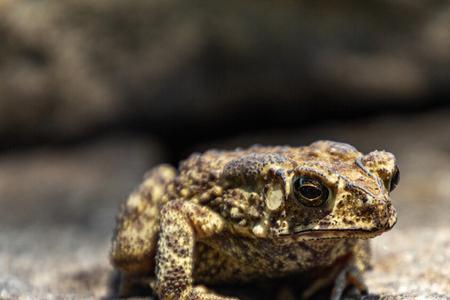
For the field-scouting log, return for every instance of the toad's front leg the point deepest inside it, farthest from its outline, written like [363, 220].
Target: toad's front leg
[182, 224]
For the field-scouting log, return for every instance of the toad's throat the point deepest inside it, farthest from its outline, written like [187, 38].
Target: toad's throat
[335, 233]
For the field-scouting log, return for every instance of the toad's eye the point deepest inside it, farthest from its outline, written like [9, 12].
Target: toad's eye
[310, 191]
[395, 179]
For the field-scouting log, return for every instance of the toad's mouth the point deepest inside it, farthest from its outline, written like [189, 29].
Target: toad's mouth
[314, 234]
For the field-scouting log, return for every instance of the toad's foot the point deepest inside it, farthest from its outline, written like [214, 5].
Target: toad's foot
[182, 224]
[201, 293]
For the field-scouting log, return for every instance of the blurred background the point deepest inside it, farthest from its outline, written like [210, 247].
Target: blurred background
[94, 93]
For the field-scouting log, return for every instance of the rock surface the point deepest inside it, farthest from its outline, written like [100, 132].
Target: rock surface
[111, 63]
[49, 257]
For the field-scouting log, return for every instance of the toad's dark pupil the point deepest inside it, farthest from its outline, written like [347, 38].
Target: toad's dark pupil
[310, 191]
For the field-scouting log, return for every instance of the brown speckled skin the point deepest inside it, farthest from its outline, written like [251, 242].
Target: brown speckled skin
[229, 216]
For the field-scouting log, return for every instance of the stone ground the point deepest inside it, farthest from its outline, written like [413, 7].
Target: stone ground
[59, 204]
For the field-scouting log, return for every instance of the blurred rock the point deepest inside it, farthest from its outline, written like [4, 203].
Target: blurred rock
[71, 67]
[59, 206]
[78, 185]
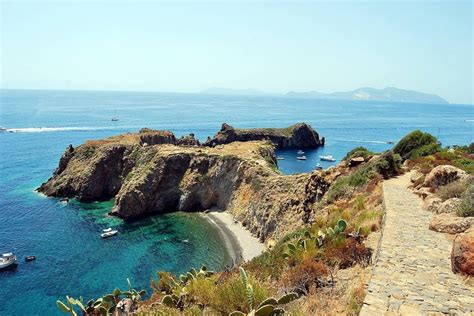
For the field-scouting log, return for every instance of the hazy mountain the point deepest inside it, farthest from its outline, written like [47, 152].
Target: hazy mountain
[367, 93]
[226, 91]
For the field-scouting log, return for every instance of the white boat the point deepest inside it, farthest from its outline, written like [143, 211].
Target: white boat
[7, 259]
[109, 233]
[327, 158]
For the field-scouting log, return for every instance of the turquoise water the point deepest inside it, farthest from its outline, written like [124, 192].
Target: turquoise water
[73, 260]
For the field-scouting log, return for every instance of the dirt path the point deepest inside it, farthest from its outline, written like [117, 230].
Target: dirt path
[412, 273]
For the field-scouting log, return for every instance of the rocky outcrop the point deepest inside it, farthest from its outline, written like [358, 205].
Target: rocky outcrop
[462, 254]
[443, 175]
[450, 223]
[296, 136]
[148, 173]
[449, 206]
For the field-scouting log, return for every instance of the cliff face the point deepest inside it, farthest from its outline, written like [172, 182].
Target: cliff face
[296, 136]
[148, 177]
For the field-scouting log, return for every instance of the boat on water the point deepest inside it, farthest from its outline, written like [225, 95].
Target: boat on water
[7, 259]
[327, 158]
[108, 232]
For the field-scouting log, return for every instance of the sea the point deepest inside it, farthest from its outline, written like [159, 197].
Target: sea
[71, 257]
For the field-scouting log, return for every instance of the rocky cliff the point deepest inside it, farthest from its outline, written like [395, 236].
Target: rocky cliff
[299, 135]
[150, 173]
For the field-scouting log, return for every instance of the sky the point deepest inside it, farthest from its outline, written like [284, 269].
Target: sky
[273, 46]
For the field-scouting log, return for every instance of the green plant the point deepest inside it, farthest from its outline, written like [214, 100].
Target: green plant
[268, 306]
[467, 205]
[105, 305]
[358, 152]
[417, 144]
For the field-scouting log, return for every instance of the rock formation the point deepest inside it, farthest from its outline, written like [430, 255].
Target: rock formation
[296, 136]
[462, 255]
[153, 172]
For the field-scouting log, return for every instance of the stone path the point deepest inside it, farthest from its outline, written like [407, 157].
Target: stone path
[412, 271]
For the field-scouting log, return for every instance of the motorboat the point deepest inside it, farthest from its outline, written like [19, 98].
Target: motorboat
[327, 158]
[7, 259]
[108, 233]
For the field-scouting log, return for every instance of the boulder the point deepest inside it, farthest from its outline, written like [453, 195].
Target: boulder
[300, 135]
[443, 175]
[356, 161]
[448, 206]
[450, 223]
[462, 254]
[432, 203]
[417, 177]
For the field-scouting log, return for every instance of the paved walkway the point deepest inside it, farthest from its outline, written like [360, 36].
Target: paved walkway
[412, 272]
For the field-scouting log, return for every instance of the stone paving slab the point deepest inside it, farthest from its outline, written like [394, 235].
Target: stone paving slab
[412, 271]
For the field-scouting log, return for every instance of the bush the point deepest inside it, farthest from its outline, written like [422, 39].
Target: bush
[467, 205]
[417, 144]
[452, 190]
[304, 276]
[358, 152]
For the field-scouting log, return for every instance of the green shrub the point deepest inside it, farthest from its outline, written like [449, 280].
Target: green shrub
[417, 144]
[452, 190]
[467, 205]
[358, 152]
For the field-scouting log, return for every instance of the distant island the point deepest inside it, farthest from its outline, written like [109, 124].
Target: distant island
[366, 93]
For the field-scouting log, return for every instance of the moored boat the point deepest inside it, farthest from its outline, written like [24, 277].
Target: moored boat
[108, 233]
[327, 158]
[7, 259]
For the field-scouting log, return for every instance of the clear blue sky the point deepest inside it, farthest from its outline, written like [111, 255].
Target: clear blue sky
[272, 46]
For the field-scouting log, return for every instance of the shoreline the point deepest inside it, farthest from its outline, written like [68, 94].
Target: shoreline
[241, 245]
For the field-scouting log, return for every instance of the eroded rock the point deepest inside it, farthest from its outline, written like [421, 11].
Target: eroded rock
[462, 254]
[450, 223]
[443, 175]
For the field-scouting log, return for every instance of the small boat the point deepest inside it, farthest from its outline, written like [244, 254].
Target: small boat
[327, 158]
[109, 233]
[7, 259]
[114, 118]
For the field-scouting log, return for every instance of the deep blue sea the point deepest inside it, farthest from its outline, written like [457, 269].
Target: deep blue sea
[73, 260]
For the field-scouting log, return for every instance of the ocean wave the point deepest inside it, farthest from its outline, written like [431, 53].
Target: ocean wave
[54, 129]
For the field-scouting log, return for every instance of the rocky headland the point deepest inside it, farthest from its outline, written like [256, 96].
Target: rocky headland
[154, 172]
[299, 135]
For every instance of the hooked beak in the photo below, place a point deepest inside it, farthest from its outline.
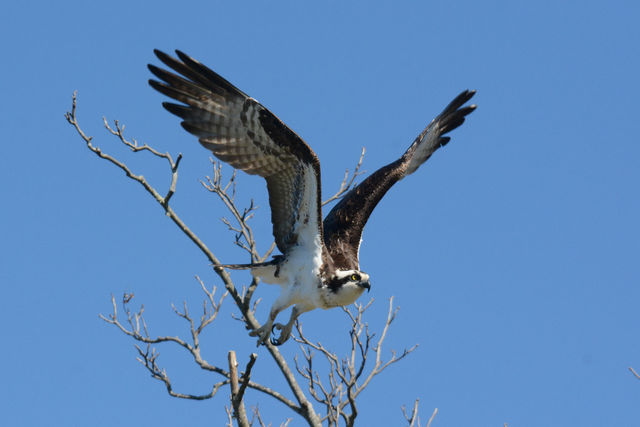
(365, 284)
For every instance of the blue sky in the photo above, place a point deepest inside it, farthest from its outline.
(513, 253)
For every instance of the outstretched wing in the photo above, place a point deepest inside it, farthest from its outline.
(344, 224)
(241, 132)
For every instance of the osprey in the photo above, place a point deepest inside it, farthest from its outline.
(319, 263)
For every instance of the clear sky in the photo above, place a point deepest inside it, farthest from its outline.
(513, 253)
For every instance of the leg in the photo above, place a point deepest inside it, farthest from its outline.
(263, 332)
(286, 329)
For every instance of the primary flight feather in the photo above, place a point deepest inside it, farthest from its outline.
(319, 265)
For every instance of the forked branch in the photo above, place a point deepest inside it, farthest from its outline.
(346, 378)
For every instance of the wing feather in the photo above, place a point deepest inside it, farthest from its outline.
(241, 132)
(343, 225)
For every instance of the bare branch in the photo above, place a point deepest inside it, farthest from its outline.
(341, 387)
(347, 183)
(345, 373)
(435, 412)
(236, 398)
(148, 358)
(412, 418)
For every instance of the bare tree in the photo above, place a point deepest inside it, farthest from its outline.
(331, 395)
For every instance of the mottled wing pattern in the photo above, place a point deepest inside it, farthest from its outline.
(344, 224)
(241, 132)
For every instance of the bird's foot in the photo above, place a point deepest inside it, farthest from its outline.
(285, 333)
(262, 333)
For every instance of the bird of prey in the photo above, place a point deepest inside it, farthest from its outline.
(319, 264)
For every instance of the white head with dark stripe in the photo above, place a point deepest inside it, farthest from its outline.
(345, 286)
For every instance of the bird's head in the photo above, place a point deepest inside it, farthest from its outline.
(348, 285)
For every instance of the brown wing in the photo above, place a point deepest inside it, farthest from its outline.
********************
Written exercise:
Write out only what runs from the line holding "For every instance of the bird of" through the last line of the records, exactly as shown.

Solution for this task:
For every instance of the bird of prey in the photo above, place a point deepest inside it, farthest from its outline.
(319, 264)
For every instance of the white head with dark stripe in the photo above, place a point deepest inside it, farthest from its outline.
(345, 286)
For every instance of the bird's head in the photo above, place a point deepest inside it, farthest from its outline.
(348, 285)
For every instance of the brown wing in the photo above, place a point deepest inside it, farthest from its outline.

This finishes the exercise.